PROBLEM DETAILS:
Below is the data. Give it again, complete and exact.

--- start ENTRIES SHOWN ---

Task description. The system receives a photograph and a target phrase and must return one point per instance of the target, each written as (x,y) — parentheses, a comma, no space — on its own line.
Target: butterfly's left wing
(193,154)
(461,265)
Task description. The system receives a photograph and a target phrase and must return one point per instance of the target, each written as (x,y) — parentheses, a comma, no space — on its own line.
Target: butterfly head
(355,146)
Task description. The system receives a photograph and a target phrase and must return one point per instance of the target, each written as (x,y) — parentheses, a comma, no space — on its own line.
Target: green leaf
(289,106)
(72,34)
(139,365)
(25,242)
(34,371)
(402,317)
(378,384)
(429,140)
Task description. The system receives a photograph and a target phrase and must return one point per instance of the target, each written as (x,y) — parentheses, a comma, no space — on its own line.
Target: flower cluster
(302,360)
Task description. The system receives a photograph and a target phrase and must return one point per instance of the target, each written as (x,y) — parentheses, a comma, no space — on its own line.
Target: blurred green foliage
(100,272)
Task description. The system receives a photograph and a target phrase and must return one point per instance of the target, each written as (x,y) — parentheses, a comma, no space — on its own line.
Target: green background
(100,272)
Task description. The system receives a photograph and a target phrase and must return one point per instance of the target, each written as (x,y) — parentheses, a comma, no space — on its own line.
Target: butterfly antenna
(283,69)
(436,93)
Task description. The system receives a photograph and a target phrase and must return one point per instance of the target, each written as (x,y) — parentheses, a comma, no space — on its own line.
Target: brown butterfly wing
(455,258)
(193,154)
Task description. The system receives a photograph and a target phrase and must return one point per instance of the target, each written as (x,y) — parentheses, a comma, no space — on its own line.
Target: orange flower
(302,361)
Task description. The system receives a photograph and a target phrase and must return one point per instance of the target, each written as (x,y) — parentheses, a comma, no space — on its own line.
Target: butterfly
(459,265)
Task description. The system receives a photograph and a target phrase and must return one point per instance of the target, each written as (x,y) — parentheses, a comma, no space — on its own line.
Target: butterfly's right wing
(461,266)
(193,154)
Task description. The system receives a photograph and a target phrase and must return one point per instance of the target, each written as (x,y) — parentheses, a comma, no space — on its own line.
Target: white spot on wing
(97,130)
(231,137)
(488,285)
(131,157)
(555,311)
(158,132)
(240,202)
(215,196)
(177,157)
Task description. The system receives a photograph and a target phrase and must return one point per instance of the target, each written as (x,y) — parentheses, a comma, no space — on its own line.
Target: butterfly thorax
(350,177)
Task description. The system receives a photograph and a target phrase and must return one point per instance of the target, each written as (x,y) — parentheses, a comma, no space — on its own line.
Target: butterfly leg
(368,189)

--- end ENTRIES SHOWN ---

SOLVED EXERCISE:
Task description. The system receives a photograph and a target phrase and must return one point per instance of the target, each written as (x,y) — parentheses, a comma, no space — on its own line.
Target: butterfly's left wing
(193,154)
(461,265)
Task description. The system receives a photograph and a target phrase and must return one point per instance of the target, each written as (x,y) — parentheses, a comma, no space — on its own line.
Target: butterfly head
(355,146)
Task description. The system receives a photograph and a target phrase and must return one point per instance of the target, each written as (x,y) — parentheses, a comma, no space — on its own line.
Target: green leaf
(289,106)
(72,34)
(139,365)
(25,242)
(34,371)
(402,317)
(378,384)
(429,140)
Task description. The system receives a photograph and a target phrase and must return one point per instance of the target, each written as (x,y) — parentheses, a comma, no space — on its own line.
Target: flower cluster
(302,360)
Task description. The system receives a photograph and a target phrase and must return one point per instance of the target, each written as (x,y) — parentheses, a comma, no space — on its own line.
Target: blurred green foliage
(100,272)
Task description. The system receives a photograph and a target phrase and must return one point per instance of the target, each written as (x,y) — parentheses, a comma, no space — on its own line.
Target: green background
(100,272)
Task description. The system receives a photograph and a target phrase and must return one point per instance of the target, each written as (x,y) — parentheses, a comma, no space — on its own line.
Target: butterfly antenna
(283,69)
(436,93)
Task description. The system receives a photograph and a target phrase and must return one point per instance of the target, each written as (x,y) — parentheses, a comma, no space — on its own line.
Target: brown butterfly wing
(455,258)
(193,154)
Task description. The system receives a photograph and a target phrase and must return one point per instance of the target, each written as (x,y) — parentheses, a comma, no space — on its own line.
Target: orange flower
(302,361)
Task description. The system receives a photograph and a target phrase and must return one point per instance of the target, each written as (x,y) — parentheses, a comma, no space — on its own line.
Target: butterfly
(459,265)
Task description. The system receives a photograph and a target phrase and must return one point per instance of the target, each written as (x,y) — parentheses, a comma, no space — on its own line.
Target: butterfly's right wing
(461,266)
(193,154)
Task description. The system receives a photograph and a target phrase and must return one point per instance of the target, each written as (x,y) — parentheses, a comma, no space — on its own line.
Target: white spot on wing
(97,130)
(231,137)
(488,285)
(131,157)
(555,311)
(158,132)
(240,202)
(215,196)
(177,157)
Task description. The system receives a photograph and a target phrase and must return one point per instance of the target, each written as (x,y) — parentheses, a comma, no space — on its own line.
Target: butterfly thorax
(350,177)
Task description. The system receives a photograph and a target phrase and must return one point per instance of the target, each written as (x,y) — parentheses, a comma, no space — on its own line.
Target: butterfly leg
(368,189)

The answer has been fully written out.